» Records shown

╔══

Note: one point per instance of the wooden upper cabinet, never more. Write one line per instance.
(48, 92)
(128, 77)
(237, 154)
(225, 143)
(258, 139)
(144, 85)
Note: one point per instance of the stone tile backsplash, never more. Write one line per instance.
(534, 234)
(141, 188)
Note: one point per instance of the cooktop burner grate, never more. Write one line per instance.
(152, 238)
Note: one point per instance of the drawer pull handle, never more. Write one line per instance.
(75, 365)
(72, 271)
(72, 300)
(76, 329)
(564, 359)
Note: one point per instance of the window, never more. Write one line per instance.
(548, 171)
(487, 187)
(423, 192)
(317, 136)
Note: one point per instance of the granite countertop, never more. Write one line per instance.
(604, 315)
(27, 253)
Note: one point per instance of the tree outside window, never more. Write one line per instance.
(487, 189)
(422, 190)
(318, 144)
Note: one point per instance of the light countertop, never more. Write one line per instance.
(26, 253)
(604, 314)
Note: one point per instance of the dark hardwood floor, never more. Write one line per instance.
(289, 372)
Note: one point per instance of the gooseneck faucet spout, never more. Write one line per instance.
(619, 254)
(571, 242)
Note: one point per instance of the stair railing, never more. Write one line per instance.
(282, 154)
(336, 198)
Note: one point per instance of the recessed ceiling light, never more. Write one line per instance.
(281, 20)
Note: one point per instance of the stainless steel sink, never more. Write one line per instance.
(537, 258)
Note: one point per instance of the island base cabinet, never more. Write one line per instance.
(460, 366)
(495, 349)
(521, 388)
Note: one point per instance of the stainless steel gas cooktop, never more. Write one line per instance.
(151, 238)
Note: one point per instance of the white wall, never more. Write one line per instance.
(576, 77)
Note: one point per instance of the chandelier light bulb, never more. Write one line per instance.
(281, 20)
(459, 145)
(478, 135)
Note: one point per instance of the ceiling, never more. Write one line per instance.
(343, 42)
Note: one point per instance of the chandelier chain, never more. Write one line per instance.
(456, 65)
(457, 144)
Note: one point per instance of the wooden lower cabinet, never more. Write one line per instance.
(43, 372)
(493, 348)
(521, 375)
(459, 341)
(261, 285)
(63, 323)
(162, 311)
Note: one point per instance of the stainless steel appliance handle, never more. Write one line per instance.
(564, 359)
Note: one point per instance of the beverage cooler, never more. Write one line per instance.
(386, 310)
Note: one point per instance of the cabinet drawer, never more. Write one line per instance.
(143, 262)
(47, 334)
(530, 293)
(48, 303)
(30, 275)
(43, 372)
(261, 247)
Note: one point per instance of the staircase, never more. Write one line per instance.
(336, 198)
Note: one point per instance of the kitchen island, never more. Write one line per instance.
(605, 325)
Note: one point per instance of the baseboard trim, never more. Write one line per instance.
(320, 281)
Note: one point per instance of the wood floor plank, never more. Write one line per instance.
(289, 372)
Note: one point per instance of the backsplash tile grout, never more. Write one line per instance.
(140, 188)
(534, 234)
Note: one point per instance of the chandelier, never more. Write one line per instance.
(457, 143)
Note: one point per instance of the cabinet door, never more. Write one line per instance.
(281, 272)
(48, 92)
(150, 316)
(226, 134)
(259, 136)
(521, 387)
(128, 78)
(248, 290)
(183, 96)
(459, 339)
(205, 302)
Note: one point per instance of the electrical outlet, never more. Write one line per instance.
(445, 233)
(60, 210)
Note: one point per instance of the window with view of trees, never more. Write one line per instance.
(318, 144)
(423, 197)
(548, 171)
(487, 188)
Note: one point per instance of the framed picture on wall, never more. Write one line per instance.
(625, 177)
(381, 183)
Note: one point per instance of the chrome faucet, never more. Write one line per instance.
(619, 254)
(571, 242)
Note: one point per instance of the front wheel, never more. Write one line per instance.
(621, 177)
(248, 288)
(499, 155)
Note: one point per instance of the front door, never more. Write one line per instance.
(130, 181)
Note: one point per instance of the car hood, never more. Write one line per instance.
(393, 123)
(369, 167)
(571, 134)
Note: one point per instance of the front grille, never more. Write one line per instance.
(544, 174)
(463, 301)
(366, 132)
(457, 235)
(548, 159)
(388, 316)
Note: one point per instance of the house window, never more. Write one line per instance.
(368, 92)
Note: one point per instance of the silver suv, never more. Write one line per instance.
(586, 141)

╚══

» Exercise brief
Lay out the records above as a Markdown table with the columns "Row" and "Line". Number each row and leave out blank lines.

» Answer in full
| Row | Line |
|---|---|
| 1 | Note: one point per instance of the wooden upper cabinet, never more. Write one line per instance. |
| 2 | (48, 92) |
| 3 | (128, 77) |
| 4 | (237, 154) |
| 5 | (225, 143) |
| 6 | (258, 139) |
| 7 | (144, 85) |
| 8 | Note: one point per instance of the stone tile backsplash, never more. Write one line per instance. |
| 9 | (534, 234) |
| 10 | (141, 188) |
| 11 | Note: one point per instance of the cooktop burner grate, never more. Write one line per instance. |
| 12 | (152, 238) |
| 13 | Note: one point per instance of the drawer pull handle, never more. Write one line per instance. |
| 14 | (75, 365) |
| 15 | (72, 271) |
| 16 | (72, 300) |
| 17 | (76, 329) |
| 18 | (564, 359) |
| 19 | Note: one point per instance of the window, never more. Write one line per instance. |
| 20 | (548, 171) |
| 21 | (487, 187) |
| 22 | (423, 192) |
| 23 | (317, 136) |
| 24 | Note: one point per instance of the granite countertop, never more. Write one line per instance. |
| 25 | (604, 315) |
| 26 | (27, 253) |
| 27 | Note: one point per instance of the tree outside window, never more. Write one line per instance. |
| 28 | (487, 189) |
| 29 | (422, 190) |
| 30 | (318, 144) |
| 31 | Note: one point per instance of the light countertop, never more. Write one line per instance. |
| 32 | (26, 253) |
| 33 | (604, 314) |
| 34 | Note: one point per instance of the dark hardwood floor, never more. Write one line per instance. |
| 35 | (289, 372) |
| 36 | Note: one point per instance of the gooseneck faucet spout, never more. Write one line per instance. |
| 37 | (619, 254) |
| 38 | (571, 242) |
| 39 | Note: one point per instance of the stair railing, never more. Write one line per instance. |
| 40 | (282, 154) |
| 41 | (336, 198) |
| 42 | Note: one point per instance of the recessed ceiling light, never more. Write one line per instance. |
| 43 | (281, 20) |
| 44 | Note: one point per instance of the stainless steel sink, never more. Write one line per instance. |
| 45 | (537, 258) |
| 46 | Note: one point per instance of the island base cabinet, never more. Write one line per instance. |
| 47 | (460, 366) |
| 48 | (495, 349) |
| 49 | (521, 388) |
| 50 | Note: one point per instance of the stainless steel gas cooktop, never more. Write one line per instance. |
| 51 | (151, 238) |
| 52 | Note: one point per instance of the white wall, never more. Write one line per instance. |
| 53 | (576, 77) |
| 54 | Note: one point per instance of the chandelier light bulb, never more. Write one line per instance. |
| 55 | (281, 20) |
| 56 | (459, 145) |
| 57 | (478, 135) |
| 58 | Note: one point per instance of the ceiling, never more. Write one line per instance. |
| 59 | (343, 42) |
| 60 | Note: one point per instance of the chandelier chain, never more. Write one line per instance. |
| 61 | (456, 65) |
| 62 | (457, 144) |
| 63 | Note: one point per instance of the wooden lower cabinet, never more. Write one line per instance. |
| 64 | (43, 372) |
| 65 | (493, 348) |
| 66 | (521, 375) |
| 67 | (459, 341) |
| 68 | (261, 285) |
| 69 | (63, 323) |
| 70 | (162, 311) |
| 71 | Note: one point per instance of the stainless steel appliance handle, never more. Write one line per instance. |
| 72 | (564, 359) |
| 73 | Note: one point per instance of the beverage cooler, never more. Write one line per instance. |
| 74 | (386, 310) |
| 75 | Note: one point per instance of the cabinet drawer, never more. Write one line per instance. |
| 76 | (143, 262) |
| 77 | (47, 334) |
| 78 | (530, 293) |
| 79 | (48, 303) |
| 80 | (30, 275) |
| 81 | (43, 372) |
| 82 | (261, 247) |
| 83 | Note: one point per instance of the staircase, never more. Write one line per instance. |
| 84 | (336, 198) |
| 85 | Note: one point per instance of the kitchen island, never more. Write one line per instance. |
| 86 | (605, 325) |
| 87 | Note: one point per instance of the baseboard trim, never more. Write one line per instance. |
| 88 | (320, 281) |
| 89 | Note: one point per instance of the wood floor plank, never more. Write one line per instance. |
| 90 | (289, 372) |
| 91 | Note: one point per instance of the backsplash tile grout, never more. Write one line per instance. |
| 92 | (140, 188) |
| 93 | (534, 234) |
| 94 | Note: one point per instance of the chandelier, never more. Write one line per instance. |
| 95 | (457, 143) |
| 96 | Note: one point per instance of the cabinet door, never more. Write one line per instance. |
| 97 | (281, 272) |
| 98 | (48, 92) |
| 99 | (150, 316) |
| 100 | (226, 134) |
| 101 | (259, 136) |
| 102 | (521, 387) |
| 103 | (128, 78) |
| 104 | (248, 290) |
| 105 | (183, 96) |
| 106 | (459, 339) |
| 107 | (205, 302) |
| 108 | Note: one point per instance of the electrical outlet, never more. Write one line per instance. |
| 109 | (445, 233) |
| 110 | (60, 210) |
| 111 | Note: one point per instance of the window with view of trees, never more. Write one line per instance. |
| 112 | (318, 144) |
| 113 | (423, 197) |
| 114 | (548, 171) |
| 115 | (487, 188) |
| 116 | Note: one point per instance of the framed picture on wall, never more. Write one line per instance. |
| 117 | (625, 177) |
| 118 | (381, 183) |
| 119 | Note: one point per instance of the chrome faucet, never more. Write one line per instance. |
| 120 | (619, 254) |
| 121 | (571, 242) |
| 122 | Note: one point per instance of the front wheel, never more. Write one line per instance. |
| 123 | (621, 177) |
| 124 | (248, 288) |
| 125 | (499, 155) |
| 126 | Note: one point per instance of the front door, never more. Write one line per instance. |
| 127 | (130, 181) |
| 128 | Note: one point per instance of the car hood, never more. Write one line per instance. |
| 129 | (393, 123) |
| 130 | (369, 167) |
| 131 | (571, 134) |
| 132 | Note: one point per instance of the front grille, never more. Write one line per instance. |
| 133 | (544, 174) |
| 134 | (463, 301) |
| 135 | (366, 132) |
| 136 | (457, 235) |
| 137 | (548, 159) |
| 138 | (388, 316) |
| 139 | Note: one point per instance of the house window, never more. Write one line per instance. |
| 140 | (368, 92) |
| 141 | Note: one point per instance of the silver suv, never more. Write one line per instance. |
| 142 | (586, 141) |